:: QUOTED TEXT

And that’s why I invoked the “reasonable person” doctrine.
I guess I’m just more willing than you are to divorce law from morality. I think jury nullification is a good thing, because we, as a society, can and do codify things that are moral and even just, as illegal. I started with a Kevorkian joke, mostly because of the hypothetical “Jack” in the OP, but I also think that Jack Kevorkian was a pretty noble guy.
He believed that an individual has a right to end their life when the potential remainder of it was pain and misery. His litmus test was sound mind and careful consideration, which may not apply to the Jack and Jill story posed by the OP, but his philosophy was that people should have the right to control their own life and their own death. Imminent death and agonizing pain would probably mitigate the careful consideration element.
Kevorkian refused a lot of people who wanted to die. He was a strange guy by anyone’s estimation, but he didn’t get off on people who wanted to die. He helped people who had reason to die, and I applaud him for his efforts. In this hypothetical, Jill had a reason to ask for her death. She was in pain and going to die. Sooner rather than later, after much agony, is humane.

::::
:: INFORMATION PROVIDED

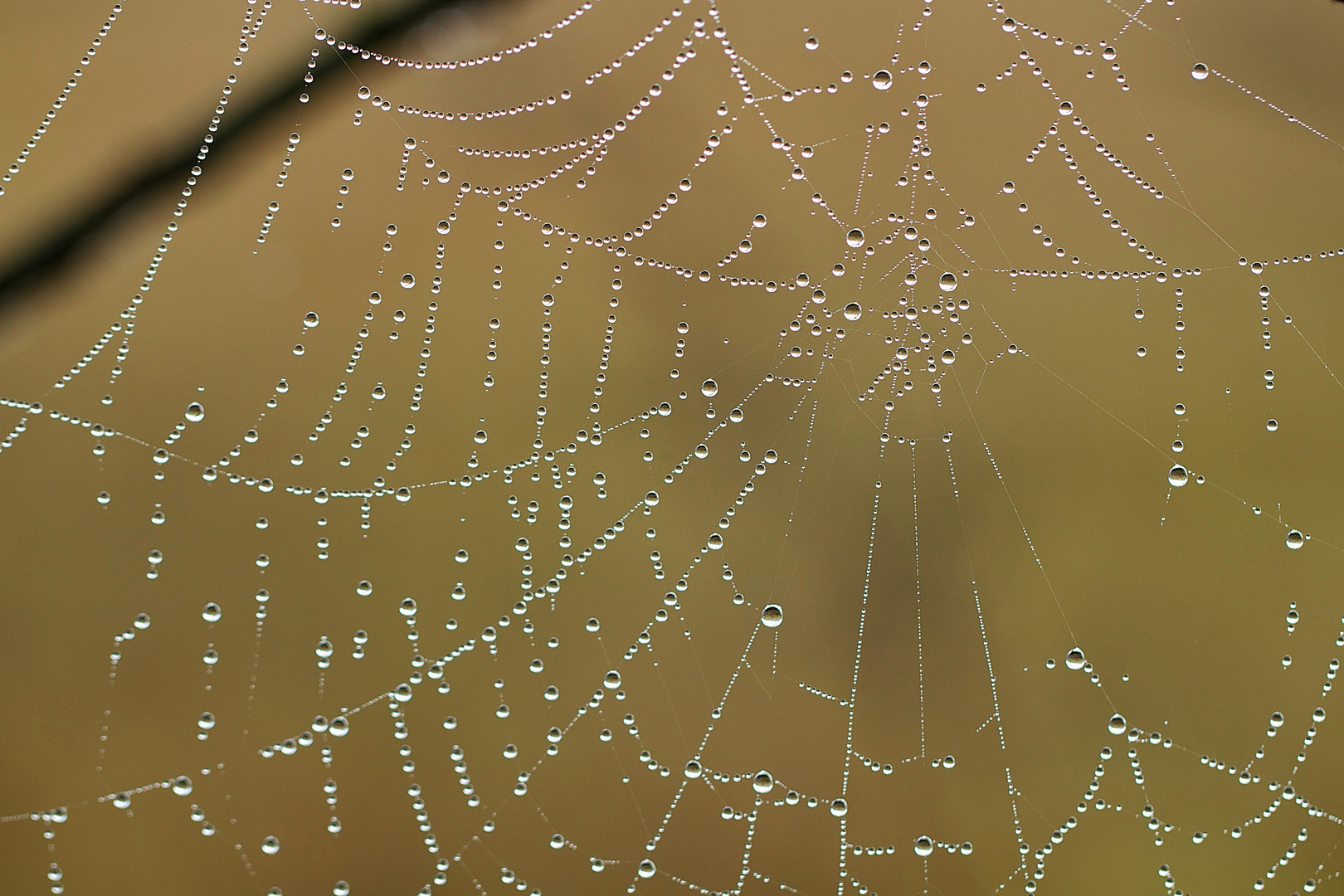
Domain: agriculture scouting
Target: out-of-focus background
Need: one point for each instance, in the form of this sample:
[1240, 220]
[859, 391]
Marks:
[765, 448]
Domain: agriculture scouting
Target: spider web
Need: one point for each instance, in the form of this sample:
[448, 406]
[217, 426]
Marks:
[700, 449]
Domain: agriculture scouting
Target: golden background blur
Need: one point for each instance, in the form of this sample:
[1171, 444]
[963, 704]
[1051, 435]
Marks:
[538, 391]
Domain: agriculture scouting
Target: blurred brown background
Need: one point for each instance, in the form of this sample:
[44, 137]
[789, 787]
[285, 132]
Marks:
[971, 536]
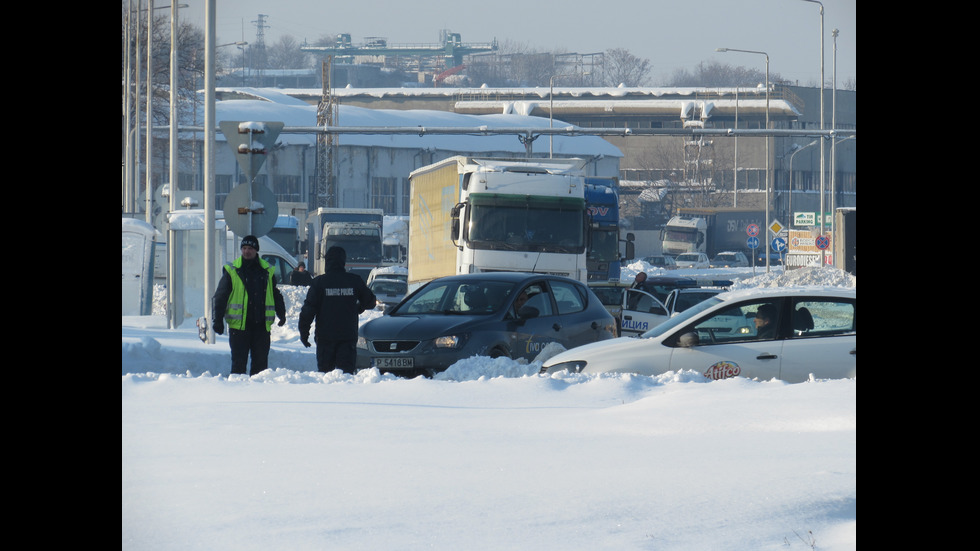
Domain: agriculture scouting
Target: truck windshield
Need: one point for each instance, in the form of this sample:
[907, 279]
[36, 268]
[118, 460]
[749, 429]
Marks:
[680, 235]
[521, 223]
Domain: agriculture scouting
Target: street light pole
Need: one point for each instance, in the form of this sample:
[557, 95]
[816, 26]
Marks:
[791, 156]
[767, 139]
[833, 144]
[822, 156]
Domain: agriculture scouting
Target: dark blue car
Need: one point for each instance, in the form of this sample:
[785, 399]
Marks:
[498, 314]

::::
:: INFORMATION PROVIDED

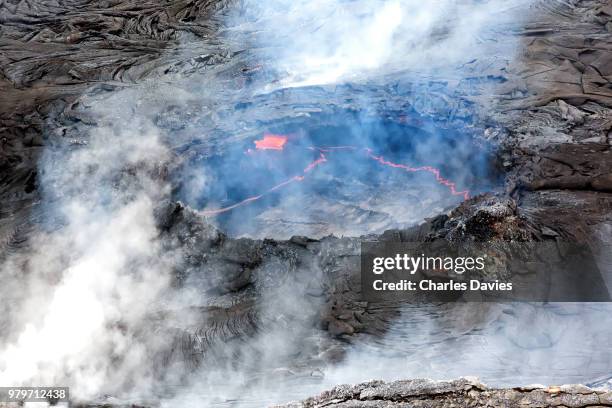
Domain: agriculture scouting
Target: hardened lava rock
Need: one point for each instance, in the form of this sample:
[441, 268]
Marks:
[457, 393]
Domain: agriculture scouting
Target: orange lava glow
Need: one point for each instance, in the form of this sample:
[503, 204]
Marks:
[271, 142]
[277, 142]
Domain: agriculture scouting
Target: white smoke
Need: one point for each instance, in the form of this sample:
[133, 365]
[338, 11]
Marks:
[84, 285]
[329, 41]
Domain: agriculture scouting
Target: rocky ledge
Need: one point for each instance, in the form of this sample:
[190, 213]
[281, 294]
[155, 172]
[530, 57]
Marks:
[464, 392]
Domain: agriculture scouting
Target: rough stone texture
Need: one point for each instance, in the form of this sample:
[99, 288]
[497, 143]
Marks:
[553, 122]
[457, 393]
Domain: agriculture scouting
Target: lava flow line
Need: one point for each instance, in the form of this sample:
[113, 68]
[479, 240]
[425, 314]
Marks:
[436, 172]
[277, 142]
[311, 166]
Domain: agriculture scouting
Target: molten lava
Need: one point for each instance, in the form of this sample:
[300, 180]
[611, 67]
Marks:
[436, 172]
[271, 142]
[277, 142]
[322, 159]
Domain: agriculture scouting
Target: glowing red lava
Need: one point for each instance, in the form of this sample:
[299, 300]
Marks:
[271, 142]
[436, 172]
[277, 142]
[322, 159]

::::
:: INFORMATION PROVIDED

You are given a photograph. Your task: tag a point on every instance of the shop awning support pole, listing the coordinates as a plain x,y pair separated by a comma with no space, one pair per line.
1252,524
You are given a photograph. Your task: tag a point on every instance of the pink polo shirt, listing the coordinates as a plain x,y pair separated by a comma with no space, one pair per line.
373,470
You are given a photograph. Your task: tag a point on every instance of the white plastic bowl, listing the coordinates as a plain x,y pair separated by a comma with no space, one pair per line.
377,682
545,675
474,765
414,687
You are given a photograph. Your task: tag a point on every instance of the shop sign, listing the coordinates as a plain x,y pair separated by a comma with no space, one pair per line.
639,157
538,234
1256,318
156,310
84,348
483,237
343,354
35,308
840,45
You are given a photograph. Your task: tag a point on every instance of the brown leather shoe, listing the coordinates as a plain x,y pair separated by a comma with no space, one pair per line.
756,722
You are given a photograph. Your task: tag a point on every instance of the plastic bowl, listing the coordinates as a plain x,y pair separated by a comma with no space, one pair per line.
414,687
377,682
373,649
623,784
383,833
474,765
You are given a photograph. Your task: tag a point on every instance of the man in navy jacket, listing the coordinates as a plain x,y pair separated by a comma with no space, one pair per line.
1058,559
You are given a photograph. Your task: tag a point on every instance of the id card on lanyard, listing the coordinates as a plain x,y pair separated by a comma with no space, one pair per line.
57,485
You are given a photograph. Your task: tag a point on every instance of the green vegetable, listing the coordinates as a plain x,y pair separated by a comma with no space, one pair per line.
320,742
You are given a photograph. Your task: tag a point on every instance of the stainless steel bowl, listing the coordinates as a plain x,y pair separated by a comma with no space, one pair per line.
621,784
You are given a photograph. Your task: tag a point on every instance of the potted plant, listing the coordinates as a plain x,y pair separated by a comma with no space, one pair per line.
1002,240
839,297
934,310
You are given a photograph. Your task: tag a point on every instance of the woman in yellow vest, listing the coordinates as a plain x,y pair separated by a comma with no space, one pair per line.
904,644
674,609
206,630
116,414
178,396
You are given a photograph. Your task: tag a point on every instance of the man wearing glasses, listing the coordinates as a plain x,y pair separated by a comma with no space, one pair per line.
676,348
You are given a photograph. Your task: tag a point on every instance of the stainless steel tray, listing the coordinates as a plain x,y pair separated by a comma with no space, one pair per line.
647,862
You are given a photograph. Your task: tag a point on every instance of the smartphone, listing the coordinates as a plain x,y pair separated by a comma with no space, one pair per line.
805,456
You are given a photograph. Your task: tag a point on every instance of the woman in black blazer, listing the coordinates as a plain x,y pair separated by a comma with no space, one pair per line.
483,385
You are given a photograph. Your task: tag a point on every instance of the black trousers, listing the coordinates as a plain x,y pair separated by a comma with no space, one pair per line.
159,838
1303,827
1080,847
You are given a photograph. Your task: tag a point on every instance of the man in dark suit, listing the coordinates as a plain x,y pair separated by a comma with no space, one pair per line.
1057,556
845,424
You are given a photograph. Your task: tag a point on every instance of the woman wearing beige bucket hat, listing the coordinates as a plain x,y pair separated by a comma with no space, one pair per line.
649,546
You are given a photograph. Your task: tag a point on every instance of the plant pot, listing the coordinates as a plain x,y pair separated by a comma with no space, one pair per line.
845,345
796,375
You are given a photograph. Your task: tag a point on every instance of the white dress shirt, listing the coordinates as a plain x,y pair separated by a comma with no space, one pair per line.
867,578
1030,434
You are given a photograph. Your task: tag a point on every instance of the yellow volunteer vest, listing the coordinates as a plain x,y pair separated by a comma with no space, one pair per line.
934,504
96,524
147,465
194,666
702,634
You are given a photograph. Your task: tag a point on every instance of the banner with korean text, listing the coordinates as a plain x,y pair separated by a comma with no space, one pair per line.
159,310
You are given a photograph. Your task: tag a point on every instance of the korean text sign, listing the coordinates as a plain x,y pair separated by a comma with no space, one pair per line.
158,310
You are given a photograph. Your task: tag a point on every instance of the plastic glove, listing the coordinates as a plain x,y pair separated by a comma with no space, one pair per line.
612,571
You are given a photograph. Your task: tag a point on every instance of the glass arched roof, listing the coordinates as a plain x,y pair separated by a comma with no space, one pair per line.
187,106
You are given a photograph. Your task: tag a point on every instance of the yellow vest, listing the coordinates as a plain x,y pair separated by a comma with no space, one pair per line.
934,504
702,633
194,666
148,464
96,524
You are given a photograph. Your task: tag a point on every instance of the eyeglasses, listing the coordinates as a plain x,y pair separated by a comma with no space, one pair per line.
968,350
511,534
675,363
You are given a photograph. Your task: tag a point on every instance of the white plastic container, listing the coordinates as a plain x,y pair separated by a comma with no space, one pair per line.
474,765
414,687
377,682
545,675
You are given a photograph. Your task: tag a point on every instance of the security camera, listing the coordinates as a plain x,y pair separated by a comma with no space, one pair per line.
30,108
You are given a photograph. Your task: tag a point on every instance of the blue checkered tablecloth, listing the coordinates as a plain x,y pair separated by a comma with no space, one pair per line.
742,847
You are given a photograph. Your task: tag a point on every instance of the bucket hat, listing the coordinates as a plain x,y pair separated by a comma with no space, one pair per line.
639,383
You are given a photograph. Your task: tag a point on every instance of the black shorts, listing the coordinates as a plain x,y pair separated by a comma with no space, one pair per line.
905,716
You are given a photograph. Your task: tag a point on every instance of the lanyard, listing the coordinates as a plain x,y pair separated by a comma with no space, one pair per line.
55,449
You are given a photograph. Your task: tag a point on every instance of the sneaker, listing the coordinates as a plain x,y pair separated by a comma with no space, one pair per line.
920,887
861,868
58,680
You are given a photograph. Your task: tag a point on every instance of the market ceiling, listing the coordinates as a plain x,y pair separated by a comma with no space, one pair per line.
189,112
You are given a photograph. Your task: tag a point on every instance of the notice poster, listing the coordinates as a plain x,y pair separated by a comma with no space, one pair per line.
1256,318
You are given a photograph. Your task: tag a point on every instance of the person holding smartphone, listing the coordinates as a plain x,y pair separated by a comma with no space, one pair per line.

::::

§ EXERCISE TASK:
List every person the post about Jack Kevorkian above mentions by name.

§ SOLUTION FOR THIS TASK:
- Jack, the made-up person from the OP
- Jack Kevorkian
- Jill